__Passage shown__
--*--
This was my first Brimfield experience so I hooked up with a fellow designer friend who knows the ropes. The show is divided into multiple sections, each having their own flavor and days of operation. We chose to go mid-week, even though all the shows weren’t yet open thinking it would be less crowded. Being a week day we called it “inspiration work”.

It was fascinating to see what people were selling (piles of rusty old faucet handles, vintage vending machines, plastic toys from the ‘70’s, old industrial lighting) and to see what people were happily toting away (taxidermy creatures, fixtures from old factories, wooden packing crates, chairs without seats). Regardless of how lowly, all this stuff had value to the buyers and the sellers. We never made it to the area selling Chippendale furniture and Chinese export porcelain, if there even was one.

There was so much stuff to look at we decided early on to focus our attention on textiles, paper, and ski related objects allowing ourselves the occasional sidetrack to check out free standing signage letters from old gas stations and super market signage. Here’s a sampling of the fruits our treasure hunting.
--*--
__Collected data__
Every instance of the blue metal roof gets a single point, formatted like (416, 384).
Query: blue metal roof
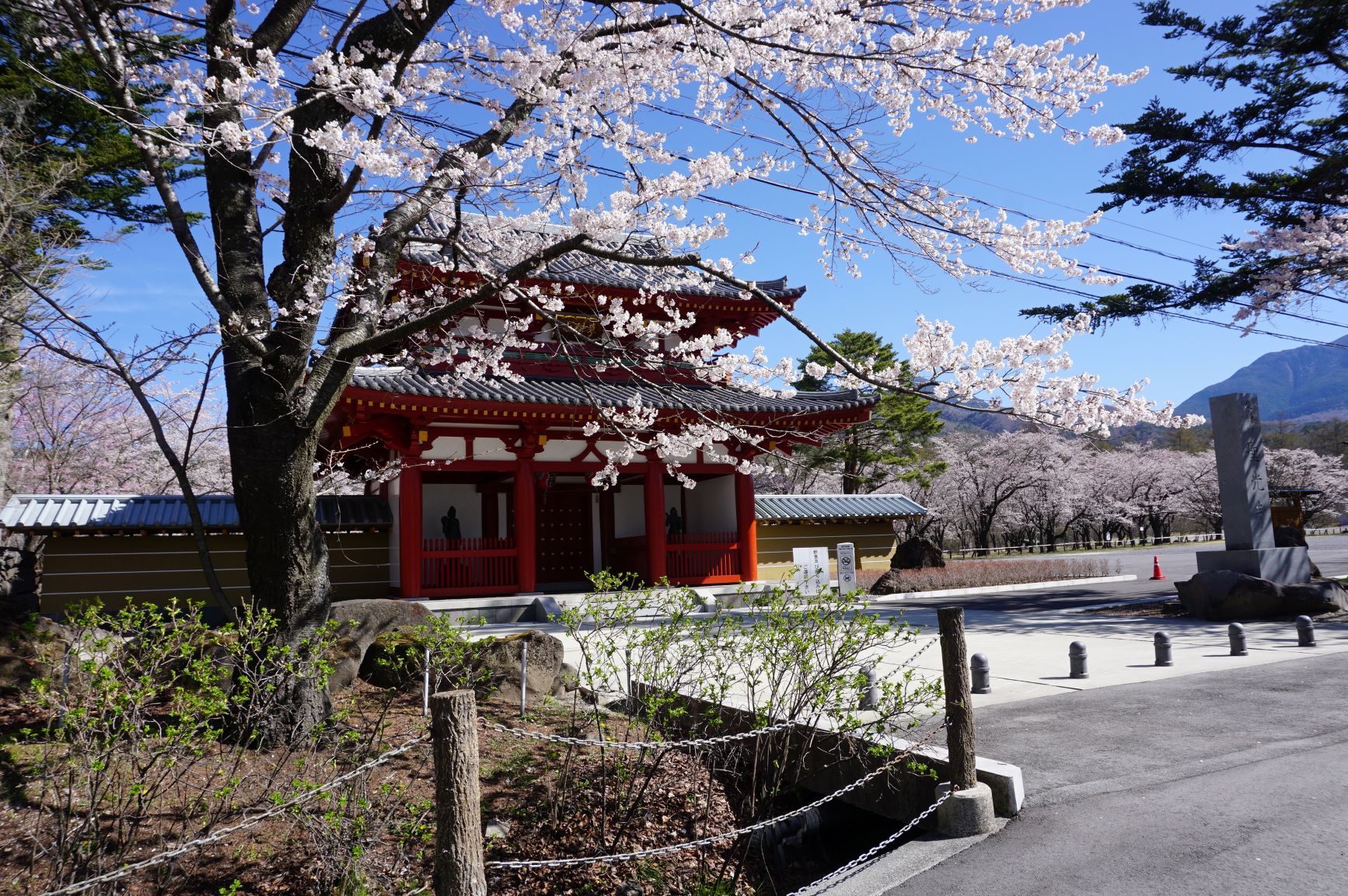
--*--
__Stated exercise 1__
Copy the Brimfield passage above word for word, starting with "This was my" and going on through "even was one.".
__Stated exercise 2__
Put this sentence from the Brimfield passage into Spanish: "Regardless of how lowly, all this stuff had value to the buyers and the sellers."
__Stated exercise 3__
List every item the Brimfield passage names as something people were happily toting away.

__Worked answer 1__
This was my first Brimfield experience so I hooked up with a fellow designer friend who knows the ropes. The show is divided into multiple sections, each having their own flavor and days of operation. We chose to go mid-week, even though all the shows weren’t yet open thinking it would be less crowded. Being a week day we called it “inspiration work”.

It was fascinating to see what people were selling (piles of rusty old faucet handles, vintage vending machines, plastic toys from the ‘70’s, old industrial lighting) and to see what people were happily toting away (taxidermy creatures, fixtures from old factories, wooden packing crates, chairs without seats). Regardless of how lowly, all this stuff had value to the buyers and the sellers. We never made it to the area selling Chippendale furniture and Chinese export porcelain, if there even was one.

__Worked answer 2__
Por humildes que fueran, todas estas cosas tenían valor para los compradores y los vendedores.

__Worked answer 3__
- taxidermy creatures
- fixtures from old factories
- wooden packing crates
- chairs without seats